Quote everything from the start of the data down to the line containing "simplified polygon, straight", inclusive.
----
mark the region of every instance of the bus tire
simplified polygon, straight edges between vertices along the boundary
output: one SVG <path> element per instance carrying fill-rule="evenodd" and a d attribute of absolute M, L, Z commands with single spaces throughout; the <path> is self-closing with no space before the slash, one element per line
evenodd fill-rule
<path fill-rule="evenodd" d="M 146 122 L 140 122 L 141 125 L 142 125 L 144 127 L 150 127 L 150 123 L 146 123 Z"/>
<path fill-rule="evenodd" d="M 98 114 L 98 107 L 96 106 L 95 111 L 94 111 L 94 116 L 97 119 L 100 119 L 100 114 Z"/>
----
**Task response**
mark the region of every instance of the bus tire
simplified polygon, straight edges between vertices along the boundary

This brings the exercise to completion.